__TEXTO DE PARTIDA__
○ ○ ○ ○ ○

Veamos. Tres de ellos pertenecen al período anterior al sonoro. La tierra de todos ( Temptress , Fred Niblo, 1926) fue la segunda película norteamericana de Garbo, y la que consolidó su magnetismo y su autoridad en el papel de vampiresa irresistible que destruye a cuantos hombres se le acercan, uno de los cuales, el galán del que está enamorada, es un arquitecto argentino al que conoció en París. Parte de la acción transcurre en una presunta Argentina en esta versión de Sangre y arena , de Blasco Ibáñez, autor que, curiosamente, también había inspirado el film con el que debutó en los Estados Unidos, Entre naranjos ( Monta Bell , 1926).
En La dama misteriosa (Fred Niblo, 1929) es una espía rusa, reservada y distante, que entra en conflicto cuando se enamora del oficial austríaco al que debía sustraerle información secreta. Hay quien dice que en manos de Josef von Sternberg este folletín pudo haber dado origen a un gran film, si bien Niblo acertó al valorizar el fascinante magnetismo de la protagonista, lo que no es poco.
La tercera película muda, más conocida, es El demonio y la carne (Clarence Brown, 1926) y allí la cautivante Greta es la seductora que convence a un joven teniente para que la libere -duelo mediante- de su marido; se casa después con un amigo del militar y empuja a los dos hombres a decidirse entre la amistad y la pasión. Fue tan grande el éxito del film -probablemente el mejor de todos los que la sueca compartió con John Gilbert- que decidió a la Metro Goldwyn Mayer a hacer todos los esfuerzos posibles para que ningún otro estudio le arrebatara a su estrella. Y lo logró, hasta su retiro.
Pero Greta vive en las imágenes. Da un poco de envidia pensar que habrá quienes sólo ahora experimentarán el inmenso placer de descubrirla.

○ ○ ○ ○ ○

__DATOS REGISTRADOS__
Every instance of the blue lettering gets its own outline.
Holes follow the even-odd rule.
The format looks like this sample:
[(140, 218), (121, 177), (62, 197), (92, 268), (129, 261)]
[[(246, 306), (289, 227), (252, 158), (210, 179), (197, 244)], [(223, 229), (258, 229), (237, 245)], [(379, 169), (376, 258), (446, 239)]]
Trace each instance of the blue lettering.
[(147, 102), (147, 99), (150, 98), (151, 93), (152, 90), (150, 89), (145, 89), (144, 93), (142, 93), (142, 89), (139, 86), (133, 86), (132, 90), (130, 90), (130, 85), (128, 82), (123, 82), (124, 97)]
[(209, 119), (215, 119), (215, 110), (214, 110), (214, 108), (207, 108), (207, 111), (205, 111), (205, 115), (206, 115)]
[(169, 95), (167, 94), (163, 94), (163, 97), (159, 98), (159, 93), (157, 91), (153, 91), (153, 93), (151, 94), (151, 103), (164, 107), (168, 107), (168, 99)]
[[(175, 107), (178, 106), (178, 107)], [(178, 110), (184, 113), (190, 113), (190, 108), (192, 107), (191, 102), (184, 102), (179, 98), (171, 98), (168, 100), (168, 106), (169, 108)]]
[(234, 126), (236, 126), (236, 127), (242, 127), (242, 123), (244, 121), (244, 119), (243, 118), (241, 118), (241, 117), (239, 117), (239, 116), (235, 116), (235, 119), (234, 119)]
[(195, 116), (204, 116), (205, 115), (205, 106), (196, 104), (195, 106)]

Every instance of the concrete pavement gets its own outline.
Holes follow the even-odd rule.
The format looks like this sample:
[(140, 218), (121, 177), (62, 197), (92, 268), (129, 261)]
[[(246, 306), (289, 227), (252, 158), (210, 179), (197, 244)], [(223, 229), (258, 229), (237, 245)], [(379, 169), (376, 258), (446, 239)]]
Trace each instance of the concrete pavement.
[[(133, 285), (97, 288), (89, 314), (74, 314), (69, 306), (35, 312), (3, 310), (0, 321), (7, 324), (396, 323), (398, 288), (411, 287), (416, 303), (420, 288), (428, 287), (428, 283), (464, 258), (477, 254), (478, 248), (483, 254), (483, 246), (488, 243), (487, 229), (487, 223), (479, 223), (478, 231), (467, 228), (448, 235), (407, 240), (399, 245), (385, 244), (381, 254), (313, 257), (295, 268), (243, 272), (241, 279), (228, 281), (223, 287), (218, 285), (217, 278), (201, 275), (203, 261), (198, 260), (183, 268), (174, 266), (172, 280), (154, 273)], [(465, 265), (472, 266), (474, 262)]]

○ ○ ○ ○ ○

__TAREAS OBLIGATORIAS__
1. Según el texto sobre Garbo, ¿por qué la Metro Goldwyn Mayer hizo todo lo posible para que ningún otro estudio se quedara con su estrella? Responde en una a tres oraciones.
2. Transcribe del texto sobre Garbo la parte que arranca con las palabras que contienen "Veamos. Tres de" y cierra con "Bell , 1926).".
3. Contesta estas preguntas con lo que dice el texto sobre Garbo:
(a) En La tierra de todos, ¿qué profesión tiene el galán del que está enamorada?
(b) En La dama misteriosa, ¿de qué nacionalidad es el oficial del que se enamora la espía?
(c) En El demonio y la carne, ¿con quién se casa la seductora después de quedar libre de su marido?

__RESPUESTAS POR TAREA__
1. Porque El demonio y la carne tuvo un éxito enorme. Fue tan grande que llevó a la Metro Goldwyn Mayer a hacer todos los esfuerzos posibles para que ningún otro estudio le quitara a Greta Garbo.

2.
Veamos. Tres de ellos pertenecen al período anterior al sonoro. La tierra de todos ( Temptress , Fred Niblo, 1926) fue la segunda película norteamericana de Garbo, y la que consolidó su magnetismo y su autoridad en el papel de vampiresa irresistible que destruye a cuantos hombres se le acercan, uno de los cuales, el galán del que está enamorada, es un arquitecto argentino al que conoció en París. Parte de la acción transcurre en una presunta Argentina en esta versión de Sangre y arena , de Blasco Ibáñez, autor que, curiosamente, también había inspirado el film con el que debutó en los Estados Unidos, Entre naranjos ( Monta Bell , 1926).

3.
(a) Es arquitecto.
(b) Es austríaco.
(c) Se casa con un amigo del joven teniente.